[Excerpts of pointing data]
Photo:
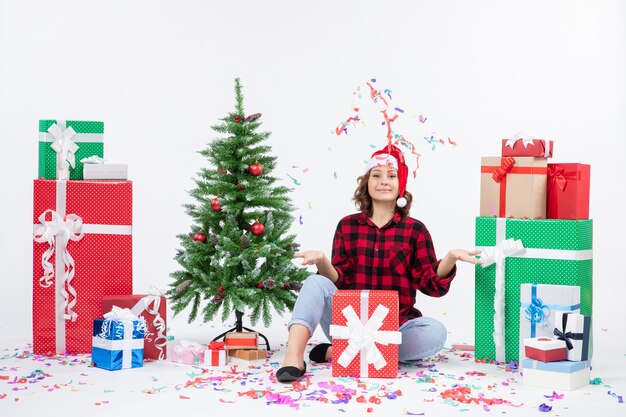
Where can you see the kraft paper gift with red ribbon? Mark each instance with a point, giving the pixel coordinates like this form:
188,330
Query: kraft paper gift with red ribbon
241,340
150,307
539,148
568,191
365,334
513,187
82,252
215,355
545,349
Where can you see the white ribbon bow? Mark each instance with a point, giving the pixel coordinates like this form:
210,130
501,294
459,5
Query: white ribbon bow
65,148
93,159
498,255
154,300
362,337
64,229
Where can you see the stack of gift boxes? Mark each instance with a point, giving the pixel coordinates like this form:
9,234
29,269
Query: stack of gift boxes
535,236
240,345
82,254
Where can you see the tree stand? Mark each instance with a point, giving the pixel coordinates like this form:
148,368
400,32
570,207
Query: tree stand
239,327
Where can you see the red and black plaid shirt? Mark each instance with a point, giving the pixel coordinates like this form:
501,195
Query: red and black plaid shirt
398,256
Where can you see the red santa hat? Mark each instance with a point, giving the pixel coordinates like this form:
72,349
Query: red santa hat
392,157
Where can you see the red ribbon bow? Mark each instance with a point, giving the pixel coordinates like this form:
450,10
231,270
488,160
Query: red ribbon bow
506,164
216,345
557,176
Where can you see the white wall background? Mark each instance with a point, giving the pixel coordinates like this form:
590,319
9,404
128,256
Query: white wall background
159,73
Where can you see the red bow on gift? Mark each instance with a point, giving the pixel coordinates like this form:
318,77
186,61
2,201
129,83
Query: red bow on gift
216,345
506,164
557,176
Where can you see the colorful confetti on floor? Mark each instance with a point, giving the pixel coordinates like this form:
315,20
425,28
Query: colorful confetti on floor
451,382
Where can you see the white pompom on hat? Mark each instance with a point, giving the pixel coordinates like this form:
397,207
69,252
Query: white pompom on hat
392,157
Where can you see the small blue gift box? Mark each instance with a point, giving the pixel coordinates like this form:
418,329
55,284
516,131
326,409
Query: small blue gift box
117,344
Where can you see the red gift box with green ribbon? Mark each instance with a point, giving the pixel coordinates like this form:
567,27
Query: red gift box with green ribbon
82,252
513,187
568,191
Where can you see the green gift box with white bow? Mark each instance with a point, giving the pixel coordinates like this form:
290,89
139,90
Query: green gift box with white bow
63,143
523,251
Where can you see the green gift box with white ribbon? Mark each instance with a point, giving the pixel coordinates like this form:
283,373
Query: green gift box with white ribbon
62,145
522,251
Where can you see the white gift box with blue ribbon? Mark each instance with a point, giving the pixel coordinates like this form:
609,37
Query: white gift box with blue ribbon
539,305
118,340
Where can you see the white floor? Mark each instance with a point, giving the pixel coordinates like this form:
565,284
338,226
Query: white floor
68,386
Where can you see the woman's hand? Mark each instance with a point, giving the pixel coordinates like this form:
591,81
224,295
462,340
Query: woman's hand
310,257
465,256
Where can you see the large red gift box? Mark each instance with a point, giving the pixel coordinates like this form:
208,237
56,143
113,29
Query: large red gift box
568,191
539,148
82,252
513,187
151,307
365,333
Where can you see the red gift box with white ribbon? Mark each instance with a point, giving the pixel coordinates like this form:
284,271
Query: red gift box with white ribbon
365,333
215,355
82,252
545,349
152,308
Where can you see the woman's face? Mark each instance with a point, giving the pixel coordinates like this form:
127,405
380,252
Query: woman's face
382,184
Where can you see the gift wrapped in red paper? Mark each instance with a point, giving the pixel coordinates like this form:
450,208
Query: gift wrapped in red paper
215,355
82,252
539,148
568,191
152,308
365,333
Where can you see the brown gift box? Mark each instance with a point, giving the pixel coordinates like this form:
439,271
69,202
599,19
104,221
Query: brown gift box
248,354
513,187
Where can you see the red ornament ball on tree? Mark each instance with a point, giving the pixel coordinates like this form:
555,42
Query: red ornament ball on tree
215,205
199,237
257,229
255,169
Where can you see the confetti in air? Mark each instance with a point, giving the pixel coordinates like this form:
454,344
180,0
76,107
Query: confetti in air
390,114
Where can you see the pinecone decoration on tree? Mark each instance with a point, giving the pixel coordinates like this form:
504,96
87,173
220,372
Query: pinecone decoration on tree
183,286
218,298
295,285
269,283
252,117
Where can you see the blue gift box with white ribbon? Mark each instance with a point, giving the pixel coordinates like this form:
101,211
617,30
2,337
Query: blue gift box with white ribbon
539,307
118,343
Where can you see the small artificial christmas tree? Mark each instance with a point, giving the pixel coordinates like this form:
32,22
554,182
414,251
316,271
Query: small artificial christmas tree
239,253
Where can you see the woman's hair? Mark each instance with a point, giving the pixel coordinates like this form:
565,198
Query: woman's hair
363,201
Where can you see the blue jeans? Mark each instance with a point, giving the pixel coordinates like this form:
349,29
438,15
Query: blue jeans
421,337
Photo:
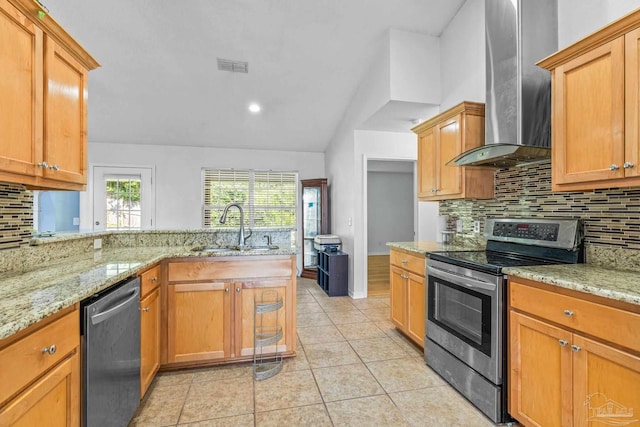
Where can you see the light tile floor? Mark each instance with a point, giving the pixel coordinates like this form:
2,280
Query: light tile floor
352,369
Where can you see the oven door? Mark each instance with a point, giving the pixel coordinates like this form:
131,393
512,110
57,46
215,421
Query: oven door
464,316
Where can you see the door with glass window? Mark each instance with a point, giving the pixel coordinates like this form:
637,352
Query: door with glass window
123,198
315,221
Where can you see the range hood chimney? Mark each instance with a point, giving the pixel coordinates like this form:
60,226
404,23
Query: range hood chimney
518,103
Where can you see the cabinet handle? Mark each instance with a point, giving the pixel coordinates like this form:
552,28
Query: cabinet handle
51,350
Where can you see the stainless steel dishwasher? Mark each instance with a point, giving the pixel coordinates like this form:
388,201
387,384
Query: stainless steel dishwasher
110,332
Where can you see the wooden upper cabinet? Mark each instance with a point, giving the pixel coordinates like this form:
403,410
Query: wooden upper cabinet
65,138
426,154
595,108
43,78
21,65
442,138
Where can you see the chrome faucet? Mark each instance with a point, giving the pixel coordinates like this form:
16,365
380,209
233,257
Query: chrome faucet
223,219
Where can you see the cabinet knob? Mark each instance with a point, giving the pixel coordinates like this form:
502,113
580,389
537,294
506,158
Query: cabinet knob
51,350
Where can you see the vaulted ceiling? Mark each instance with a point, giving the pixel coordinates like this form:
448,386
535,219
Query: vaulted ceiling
159,82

GIVEN INSTRUCTION ▸
Pictures in the records should not appear in your copy, but everything else must be transcribed exactly.

RESULT FOR THIS TASK ▸
Photo:
Where can you see the kraft paper gift with red ribbon? Mark each instance with a point, giving the pixel coordinates like this form:
188,330
Query: kraft paper gift with red ribbon
241,340
150,307
539,148
568,191
365,334
513,187
82,252
215,355
545,349
Where can you see the white ribbon bow? Mark each instance with a point, giving the pixel coordinates like this form:
210,130
501,294
459,5
Query: white ribbon bow
65,148
93,159
498,255
154,300
362,337
64,229
Where can you see the stack of gift boxes? Mark each instance with a point, giving the pixel coordinates like this form:
9,234
29,269
Query: stack of gift boxes
535,236
240,345
82,254
Where can you see the tree stand? Mark each instance with a point, giving the pixel coordinates like this form:
148,368
400,32
570,207
Query: tree stand
239,327
Where can you see the red and black plaid shirt? Mark each instance with a point, giving the pixel coordinates like this form:
501,195
Query: red and black plaid shirt
398,256
Where can you see the red santa hat? Mark each instance with a point, giving the pixel coordinates like this form:
72,349
Query: red santa hat
392,157
Where can you see the red ribbon bow? Mark each instance with a point, giving the pixel coordinates like this form:
450,10
231,270
488,160
Query: red ribbon bow
506,164
216,345
557,176
Where can you see the white wall background? Mark each instance with a point, giving the pixel coordinates like this form:
590,319
9,404
128,256
Query: white wall background
159,73
Where can you see the red bow on gift? Mark each instance with a point, giving the pixel coordinates like this form:
318,77
186,61
2,201
129,83
Query: red bow on gift
216,345
506,164
557,176
Where can you see the colorful confetti on floor? Mark each instance with a point, giving the pixel coordinates like this form:
315,20
425,28
Query: colorful confetti on floor
451,382
Where can you see the white pompom on hat? Mark each instance with a point, giving the pixel coordinates like this form:
397,207
69,252
Query: white pompom on hat
392,157
Where can you see the small blue gift box? Mark each instance with a point, giving the pixel coordinates like this form:
418,329
55,284
516,131
326,409
Query: small blue gift box
117,344
Where can you see the red gift box with green ribbon? Mark each instance with a point, giving the pixel coordinates like this form:
567,27
Query: red gift box with green ribbon
82,252
513,187
568,191
Where can you see the green gift box with white bow? Mark each instance with a point, giving the pixel coordinates like this form:
290,89
139,90
Query: green gift box with white bow
63,143
523,251
Where can you see the green gift box with white ribbon? Mark each instance with a point, giving the pixel coordinates like this form:
283,373
Query: green gift box with white ribbon
62,145
522,251
Where can you see the white gift box with blue ribbon? Mark each instance with a point, giving the pixel coordinates like this form:
609,37
Query: white gift box with blue ribbon
539,305
118,340
Where can you see the white floor? Mark each instance with a point, giving the pixel coordinates like this form:
565,284
338,226
Query: white floor
68,386
Where can you see the woman's hand? Mark each instance with a point, giving the pixel coordinates like this form:
591,81
224,295
462,340
Query: woman's hand
310,257
465,256
Where can you see the large red gift box? Mark each instance with a point, giving the pixel coordinates like this form:
208,237
56,143
113,29
Query: large red gift box
568,191
539,148
82,252
513,187
151,307
365,333
Where can you see the red gift box with white ribbon? Mark each instance with a point, giving the pixel coordinates like this form:
284,271
Query: red gift box with white ribbon
365,333
215,355
82,252
545,349
152,308
Where can you see the woman's face? Mark each instance with a point, giving the pixel coordinates like this form:
127,405
380,252
Query: woman's face
382,184
Where can you see the gift wrapped in red paper? Mark each instance with a point, giving the pixel coordinates like this form:
450,208
Query: gift wrapped in red paper
215,355
82,252
539,148
568,191
152,308
365,333
Where can you see the brown gift box? Mark each instance with a point, giving the pixel coordinates like this form:
439,271
69,202
599,19
104,221
Query: brown gift box
248,354
513,187
Where can you see the red ornament ball on tree? Mark each instance with a point, giving the pixel coordinates like this form:
555,42
Query: red ornament ball on tree
215,205
199,237
257,229
255,169
Where can you see the confetti in air? Mark each instance with a point, giving the pixel coordinates like this form:
454,344
180,0
76,107
Query: confetti in air
390,114
Where can you see the pinecone decoration on tree? Mark each instance with a point, giving the pixel coordinates like this form:
504,96
87,173
220,372
Query: pinecone decoration on tree
183,286
218,298
295,285
269,283
252,117
Where can you see the blue gift box with white ribbon? Mark each instance with a point, giving the pixel coordinates like this form:
101,211
617,30
2,337
Query: blue gift box with white ribbon
539,307
118,343
Where can you see the small artificial christmas tree? Mark each instance with a point, giving the pixel coordinates like this form:
32,22
554,182
414,251
316,271
Query: small artificial christmas tree
239,253
Where can you see the woman's hair? Mark each instance with a point, giving the pixel coordinates like this form:
565,198
Query: woman's hair
363,201
Where can you see the blue jeans? Mark each instance with a point, giving the pixel coordinates like this form:
349,29
438,15
Query: blue jeans
421,337
Photo:
Where can you see the light tile floor? Mark each instance with a point, giving the pixel coordinates like this form:
2,280
Query: light tile floor
352,369
Where can you see the oven door? Mark each instance with a point, giving the pixel coordinates like this form:
131,393
512,110
57,46
215,421
Query: oven door
464,316
Where can you see the door with glass window? Mark each instance with a point, giving the pixel coordinates like this form:
637,352
Query: door with glass window
123,198
315,221
Where can you see the range hood chimney? Mark each instance with a point, giving the pixel coordinates like this form:
60,226
404,23
Query: range hood chimney
518,103
Where can you see the cabinet handle? Mark each instance with a point, giving the pixel coordinates like this form:
552,28
Query: cabinet handle
51,350
Where can you see the stainless steel dishwasher? Mark each instance with a point, giving the pixel coordinates like this form:
388,201
387,384
Query: stainless steel dishwasher
110,332
Where can you see the wooden upper cabinet? Mark each instance with a point, giving the pixel coordinates like this form:
403,410
Query: wooden upper cabinet
65,138
426,154
595,108
43,78
21,65
442,138
Where can you see the chrome faucet? Mark each instance with a point, giving the pixel coordinates like this form:
16,365
380,209
233,257
Query: chrome faucet
223,219
Where can you see the cabinet knob? Mark each instance with a point, giving the pixel coordinates like this form:
502,113
580,389
537,294
506,158
Query: cabinet knob
51,350
Where can you see the vaulted ceiling? Mark each instance with a point, giving the pixel coordinates like this form:
448,386
535,219
Query: vaulted ceiling
159,82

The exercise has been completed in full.